__実施課題__:
提供文のうち「豪華ゲスト集結!注目セッションをご紹介」から始まり「イベントも実施される予定だ。」で終わる部分を、「サイドイベント」を「関連イベント」に置き換えて書き直してください。

10周年を迎えた「SPACETIDE」、2025の豪華登壇者・注目セッションをご紹介!
©Space Connect

2025年7月7日から10日までの計4日間、国際宇宙ビジネスカンファレンス『SPACETIDE 2025』が一般社団法人SPACETIDEにより開催される。

同イベントは過去最大規模での開催となり、世界35以上の国・地域からおよそ1,800名の宇宙ビジネス関係者が集結する貴重な機会だ。

本記事では、注目セッションや同イベントの魅力についてご紹介する。

次の10年の新たな潮流を創る―SPACETIDE 2025とは

『SPACETIDE 2025』は、今回で記念すべき第10回目の開催を迎えた、アジア太平洋地域最大級の国際宇宙ビジネスカンファレンスである。

同イベントの始まりは2015年。当時はまだ「宇宙ビジネス」という言葉も一般には浸透していなかった頃に、日本初の宇宙ビジネスカンファレンスとして『SPACETIDE 2015』が一般社団法人SPACETIDEと内閣府宇宙戦略室により開催された。

この取り組みは、民間が切り拓く最先端の宇宙ビジネスが広がっていくための起爆剤となった。それ以来、SPACETIDEは、様々な国・業種のトップリーダーたちが共通課題を議論し、未来のために共創する場をつくってきた。

そして2025年現在、世界と日本の宇宙産業は大きく進展し、数多くの民間企業が活躍する市場へと成長。大規模な資金も流入するフィールドとなっている。しかしその一方で、宇宙産業は依然として多くの人々にとって“遠い存在”であり、ニッチな業界と見なされることも少なくない。

こうした現状をふまえ、『SPACETIDE 2025』は「The Next Decade: Unlocking Space for All Humanity」をメインテーマに開催される。

宇宙産業が今後さらに発展していくためには何が求められるのか。これまでの10年を振り返りつつ、宇宙がもたらす社会変革、産業の融合、人材の流動性など、未来の宇宙ビジネスの新たな潮流を議論し、これからの10年の可能性を探っていく。

豪華ゲスト集結!注目セッションをご紹介

『SPACETIDE 2025』は、宇宙ビジネスの進化の軌跡と未来を描き、宇宙が現実的なビジネス領域となるためのアクションを共に創造する場となる。

昨年の約2倍となる100ほどのセッションが予定されており、各セッションは複数のトラックに分かれて展開され、別会場ではサイドイベントも実施される予定だ。

「SPACETIDE 2025」セッションの概要(SPACETIDE2025 公式サイトを参考にSpace Connectが作成)

宇宙ビジネスの今を映す―必見のセッション3選

『SPACETIDE 2025』では、次世代のタレントや技術、商業政策、官民デュアルユースなど、多岐にわたるテーマが各セッションで議論される。

中でも、業界の現状と今後を読み解くうえで鍵となるのが、一般社団法人SPACETIDEの代表理事兼CEO・石田真康氏も注目する、以下の3つのセッションである。

[コレクションから抜粋した記録]
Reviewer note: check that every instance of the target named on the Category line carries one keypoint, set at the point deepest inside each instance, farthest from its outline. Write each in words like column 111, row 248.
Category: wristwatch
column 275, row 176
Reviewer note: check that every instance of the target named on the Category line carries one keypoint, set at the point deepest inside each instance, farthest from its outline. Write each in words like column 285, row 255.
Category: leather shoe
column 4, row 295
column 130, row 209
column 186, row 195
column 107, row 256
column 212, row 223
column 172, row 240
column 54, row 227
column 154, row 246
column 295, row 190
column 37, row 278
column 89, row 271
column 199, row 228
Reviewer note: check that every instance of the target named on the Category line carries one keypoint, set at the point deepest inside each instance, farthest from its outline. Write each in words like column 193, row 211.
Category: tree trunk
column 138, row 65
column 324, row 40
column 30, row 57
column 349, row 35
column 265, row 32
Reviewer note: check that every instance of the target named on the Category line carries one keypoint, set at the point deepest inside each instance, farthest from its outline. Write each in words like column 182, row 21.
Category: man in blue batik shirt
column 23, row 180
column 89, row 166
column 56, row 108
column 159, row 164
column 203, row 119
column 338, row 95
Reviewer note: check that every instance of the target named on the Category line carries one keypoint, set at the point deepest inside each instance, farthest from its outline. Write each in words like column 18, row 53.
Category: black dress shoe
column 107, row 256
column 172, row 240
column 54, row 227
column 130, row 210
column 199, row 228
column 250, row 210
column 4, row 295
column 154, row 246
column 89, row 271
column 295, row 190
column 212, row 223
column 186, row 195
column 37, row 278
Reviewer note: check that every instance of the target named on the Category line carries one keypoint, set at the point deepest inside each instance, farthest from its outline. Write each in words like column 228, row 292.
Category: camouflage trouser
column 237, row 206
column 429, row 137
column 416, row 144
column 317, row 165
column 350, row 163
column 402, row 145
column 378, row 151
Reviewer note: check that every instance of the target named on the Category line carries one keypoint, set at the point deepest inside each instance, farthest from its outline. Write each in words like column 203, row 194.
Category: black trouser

__本問の解答__:
豪華ゲスト集結!注目セッションをご紹介

『SPACETIDE 2025』は、宇宙ビジネスの進化の軌跡と未来を描き、宇宙が現実的なビジネス領域となるためのアクションを共に創造する場となる。

昨年の約2倍となる100ほどのセッションが予定されており、各セッションは複数のトラックに分かれて展開され、別会場では関連イベントも実施される予定だ。